>> start INPUT RECORDS
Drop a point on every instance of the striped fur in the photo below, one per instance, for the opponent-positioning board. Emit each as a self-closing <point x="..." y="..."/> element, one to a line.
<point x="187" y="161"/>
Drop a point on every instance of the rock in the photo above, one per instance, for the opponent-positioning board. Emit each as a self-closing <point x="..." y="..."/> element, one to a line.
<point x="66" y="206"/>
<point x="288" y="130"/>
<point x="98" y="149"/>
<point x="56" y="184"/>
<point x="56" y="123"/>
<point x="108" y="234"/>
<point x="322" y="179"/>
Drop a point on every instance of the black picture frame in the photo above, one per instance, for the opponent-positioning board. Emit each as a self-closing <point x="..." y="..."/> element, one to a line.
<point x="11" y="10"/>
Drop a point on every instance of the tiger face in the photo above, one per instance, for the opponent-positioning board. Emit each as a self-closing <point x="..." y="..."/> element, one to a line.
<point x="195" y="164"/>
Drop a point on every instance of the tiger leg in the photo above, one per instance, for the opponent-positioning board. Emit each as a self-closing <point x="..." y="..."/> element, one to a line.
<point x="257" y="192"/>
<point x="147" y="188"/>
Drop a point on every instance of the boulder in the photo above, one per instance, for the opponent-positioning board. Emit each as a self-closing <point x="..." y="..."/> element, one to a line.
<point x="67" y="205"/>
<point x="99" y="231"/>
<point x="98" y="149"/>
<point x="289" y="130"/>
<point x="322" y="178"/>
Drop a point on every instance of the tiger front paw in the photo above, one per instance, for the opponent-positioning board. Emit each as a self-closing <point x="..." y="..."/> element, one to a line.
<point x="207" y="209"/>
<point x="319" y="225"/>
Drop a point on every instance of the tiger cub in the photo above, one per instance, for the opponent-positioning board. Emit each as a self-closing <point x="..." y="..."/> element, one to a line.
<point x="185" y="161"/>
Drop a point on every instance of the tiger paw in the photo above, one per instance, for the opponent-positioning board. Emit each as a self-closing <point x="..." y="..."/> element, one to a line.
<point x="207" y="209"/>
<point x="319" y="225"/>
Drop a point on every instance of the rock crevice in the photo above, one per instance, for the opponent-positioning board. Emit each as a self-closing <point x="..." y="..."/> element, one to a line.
>> end INPUT RECORDS
EXERCISE: Starting at the line containing "Drop a point on every instance of the tiger paw" and ending at the last line of the items, write out every line again, adding 45 to each x and y coordinate in the answers and leaving all other text unchanged.

THE RESPONSE:
Drop a point on every instance of the tiger paw in the photo above, one per instance, for the opponent-positioning board. Emit each as a self-closing <point x="..." y="..."/> element, one to a line.
<point x="252" y="254"/>
<point x="364" y="270"/>
Drop a point on every instance of the rock crevice in the photo above, one per instance, for the opponent-positioning board. Emit each as a self-closing <point x="..." y="..."/> element, one to a line.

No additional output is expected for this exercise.